*Data shown*.
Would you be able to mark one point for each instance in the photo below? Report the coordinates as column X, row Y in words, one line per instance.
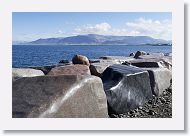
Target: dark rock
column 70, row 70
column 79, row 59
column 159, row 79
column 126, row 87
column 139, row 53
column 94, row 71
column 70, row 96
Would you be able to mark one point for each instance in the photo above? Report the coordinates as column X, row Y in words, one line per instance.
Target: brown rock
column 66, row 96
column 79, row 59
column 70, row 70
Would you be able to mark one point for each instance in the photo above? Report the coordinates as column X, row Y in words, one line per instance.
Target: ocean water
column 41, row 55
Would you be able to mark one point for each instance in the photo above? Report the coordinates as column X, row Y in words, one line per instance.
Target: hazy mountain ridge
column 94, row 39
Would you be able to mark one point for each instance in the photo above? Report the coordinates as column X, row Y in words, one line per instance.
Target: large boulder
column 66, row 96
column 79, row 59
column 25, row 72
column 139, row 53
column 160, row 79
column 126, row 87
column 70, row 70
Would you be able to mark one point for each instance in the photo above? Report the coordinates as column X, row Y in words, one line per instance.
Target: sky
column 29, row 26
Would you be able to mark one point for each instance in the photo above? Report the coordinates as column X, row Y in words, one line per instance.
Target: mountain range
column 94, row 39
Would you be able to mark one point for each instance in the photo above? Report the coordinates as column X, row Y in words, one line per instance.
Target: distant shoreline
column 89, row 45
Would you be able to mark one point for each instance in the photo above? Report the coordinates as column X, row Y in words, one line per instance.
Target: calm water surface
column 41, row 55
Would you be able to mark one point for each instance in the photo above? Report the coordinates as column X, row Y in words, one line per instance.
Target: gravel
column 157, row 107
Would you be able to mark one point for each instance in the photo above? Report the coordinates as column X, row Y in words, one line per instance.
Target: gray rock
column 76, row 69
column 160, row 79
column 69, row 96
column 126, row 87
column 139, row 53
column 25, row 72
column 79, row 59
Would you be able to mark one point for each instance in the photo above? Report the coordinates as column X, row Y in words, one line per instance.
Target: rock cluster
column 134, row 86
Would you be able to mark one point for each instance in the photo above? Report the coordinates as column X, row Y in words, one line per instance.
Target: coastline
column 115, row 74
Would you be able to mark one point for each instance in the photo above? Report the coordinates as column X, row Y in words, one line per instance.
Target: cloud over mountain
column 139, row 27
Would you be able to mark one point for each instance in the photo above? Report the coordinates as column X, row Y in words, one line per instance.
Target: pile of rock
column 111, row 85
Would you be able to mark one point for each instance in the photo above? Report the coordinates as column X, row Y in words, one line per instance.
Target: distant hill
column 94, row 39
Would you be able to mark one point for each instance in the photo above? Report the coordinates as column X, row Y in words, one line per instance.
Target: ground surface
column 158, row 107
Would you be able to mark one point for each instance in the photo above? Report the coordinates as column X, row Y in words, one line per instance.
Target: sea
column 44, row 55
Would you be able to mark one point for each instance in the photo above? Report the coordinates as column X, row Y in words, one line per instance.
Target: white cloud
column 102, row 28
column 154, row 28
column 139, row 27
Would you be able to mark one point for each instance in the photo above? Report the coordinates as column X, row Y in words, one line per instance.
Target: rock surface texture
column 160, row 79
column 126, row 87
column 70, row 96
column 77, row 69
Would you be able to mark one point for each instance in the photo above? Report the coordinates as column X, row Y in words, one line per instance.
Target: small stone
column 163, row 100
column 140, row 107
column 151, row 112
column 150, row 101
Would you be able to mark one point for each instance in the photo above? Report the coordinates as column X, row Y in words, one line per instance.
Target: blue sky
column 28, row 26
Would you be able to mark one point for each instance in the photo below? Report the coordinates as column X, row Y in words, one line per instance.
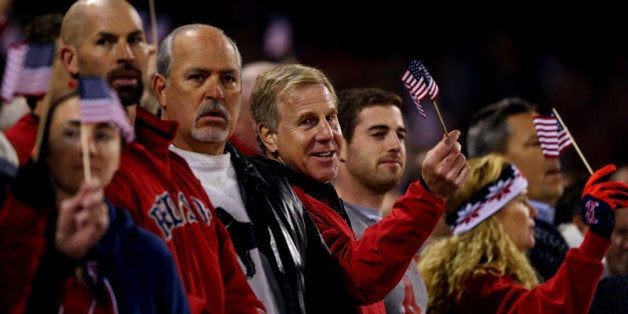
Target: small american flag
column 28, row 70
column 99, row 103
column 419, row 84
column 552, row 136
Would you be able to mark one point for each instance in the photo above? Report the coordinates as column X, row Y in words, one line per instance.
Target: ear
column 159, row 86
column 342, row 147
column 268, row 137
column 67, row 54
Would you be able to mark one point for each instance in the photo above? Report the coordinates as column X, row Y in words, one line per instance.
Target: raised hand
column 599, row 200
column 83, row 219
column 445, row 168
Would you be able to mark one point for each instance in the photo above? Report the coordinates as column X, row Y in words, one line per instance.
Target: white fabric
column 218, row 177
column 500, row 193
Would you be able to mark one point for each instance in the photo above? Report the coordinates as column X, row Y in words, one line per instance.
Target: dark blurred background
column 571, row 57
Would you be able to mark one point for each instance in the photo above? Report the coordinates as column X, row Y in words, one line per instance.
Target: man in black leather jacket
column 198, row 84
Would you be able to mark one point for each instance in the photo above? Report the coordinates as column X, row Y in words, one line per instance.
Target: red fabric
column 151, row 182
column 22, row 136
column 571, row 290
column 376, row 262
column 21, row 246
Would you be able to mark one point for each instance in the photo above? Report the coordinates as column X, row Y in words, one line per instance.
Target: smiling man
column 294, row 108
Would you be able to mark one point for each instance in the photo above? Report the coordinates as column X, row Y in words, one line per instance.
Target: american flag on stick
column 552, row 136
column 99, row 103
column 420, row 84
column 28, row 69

*The problem*.
Leave out the pictures and output every record above precisely as given.

*Answer for this exercise*.
Would you be able to mark one point for each instance in the photo below? Report the coordinates as column X, row Y in words, one line per instance.
Target: dark rock
column 70, row 70
column 79, row 59
column 159, row 79
column 126, row 87
column 139, row 53
column 94, row 71
column 70, row 96
Would you be able to mark one point for each instance in the photo above? Report the coordinates as column X, row Y in words, one line per instance.
Target: brown rock
column 66, row 96
column 79, row 59
column 70, row 70
Would you be able to mark one point for each instance in the photo above? Report the coordinates as column X, row Y in words, one line per instance.
Target: ocean water
column 41, row 55
Would you be able to mark one point for each instance in the photo above? Report the coordinates as column X, row Y in words, one line per instance.
Target: hazy mountain ridge
column 94, row 39
Would you be able to mark one point for each instance in the photo above? Report the coordinates as column X, row Y in words, one line per instance.
Target: large boulder
column 66, row 96
column 79, row 59
column 25, row 72
column 139, row 53
column 160, row 79
column 126, row 87
column 70, row 70
Would you be able to mark one point for each instance in the photo above? Report the coordinates as column X, row Y in words, one line per instance.
Target: sky
column 29, row 26
Would you be able to mark one point for each instance in the photo above? Report the coordinates as column X, row Y in words, one line per instance.
Target: mountain range
column 94, row 39
Would you be able to mark one point for each instance in the photo above? Report the coordinates as column X, row Y in words, one line per instance.
Target: distant shoreline
column 89, row 45
Would you be able to mark one point for each instance in the photo above? Report the coordinates as column X, row Y in words, one line per instance.
Target: calm water surface
column 41, row 55
Would you be able to mark one point for each instance in the photo above? Report the coordinates as column X, row Y in words, one line per instance.
Target: gravel
column 157, row 107
Would you be able to mark one point for each instance in the photo above? Report the coordinates as column X, row Y in words, one line per instance.
Target: gray rock
column 76, row 69
column 160, row 79
column 69, row 96
column 126, row 87
column 139, row 53
column 25, row 72
column 79, row 59
Would you be able to mark one point for each instance in the photo above? Report the coordinates as column X, row Y in words, one line per instance.
Target: rock cluster
column 134, row 86
Would you be able to mark one point for each instance in the photo above? Report the coordinates as column X, row Y in words, one line per instance.
Target: coastline
column 115, row 74
Would you be able to mark one point for each instance in the photo above? Report the coordinates as column X, row Y in words, one line per instance.
Target: cloud over mountain
column 139, row 27
Would you be able to mark one point for each instance in the photo above? Report the coordinates as column X, row Y in words, one line per instance.
Target: pile of rock
column 111, row 85
Would you be able to mark one point for each instance in the photo above? Report the coordinates as column X, row Y in words, one line per instance.
Target: distant hill
column 94, row 39
Would you be able to mark one point for each instance in the photo above? Report the coordinates as column X, row Y in words, one line per instance.
Target: ground surface
column 158, row 107
Would you be able to mark one point for each instance in the photo above? Report the coordinates as column X, row Y in words, one line per instance.
Target: sea
column 44, row 55
Would you be able to mark one point for each instance in the photo above? Report the coordinates as column X, row Y in words, one line per instance.
Target: white cloud
column 102, row 28
column 154, row 28
column 139, row 27
Would you be able to mark one point for each instance in the photo above? Report the coordinates as column X, row Y in words, one line per instance.
Target: rock surface texture
column 160, row 79
column 126, row 87
column 70, row 96
column 77, row 69
Would you be able to mark one point for each instance in the photo above? Report the coordinates as column X, row Y in words, one line per instance.
Target: small stone
column 163, row 100
column 140, row 107
column 151, row 112
column 150, row 101
Would you be able to mark one point for each instance in the photo above? Report the coordinates as column X, row Y in words, one line per instance.
Target: blue sky
column 28, row 26
Would you be able to mark one point for each instance in the photo below? Report the coordinates as column X, row Y in words, one line per instance.
Target: small american flag
column 28, row 70
column 99, row 103
column 419, row 84
column 552, row 136
Would you be able to mark one point for each instance in the photo above? Report the coordinates as column X, row Y in words, one line per instance.
Target: ear
column 159, row 86
column 342, row 147
column 268, row 137
column 67, row 54
Would you be able to mark one point for each instance in the photo above? Report the coordinates as column X, row Y in words, one line per instance.
Target: raised hand
column 599, row 200
column 83, row 219
column 445, row 168
Would you be able to mark one point for each instance in the photo above? Report the coordinates as column X, row Y in words, one line per instance.
Target: white fabric
column 218, row 177
column 500, row 193
Would you be able to mark one point for each instance in the photo above? Report the coordinates as column X, row Y in words, one line per instance.
Target: dark blurred background
column 571, row 57
Would you be able to mark one point for each instance in the photo above? Report the coordinates as column X, row Y in words, one line per instance.
Target: man in black leather jacket
column 198, row 84
Would you be able to mark one point for each instance in the photo above? Report the coordinates as column X, row Y in words, one line per instance.
Target: red fabric
column 151, row 182
column 22, row 136
column 571, row 290
column 376, row 262
column 21, row 246
Would you be able to mark one point for each instance in the photo above? Report the coordinates as column X, row Y in words, one line per instance.
Target: smiling man
column 294, row 108
Would you be able to mark one point for each instance in the photo above? Report the coordinates as column X, row Y in words, one line per instance.
Target: american flag on stick
column 552, row 136
column 99, row 103
column 420, row 84
column 28, row 69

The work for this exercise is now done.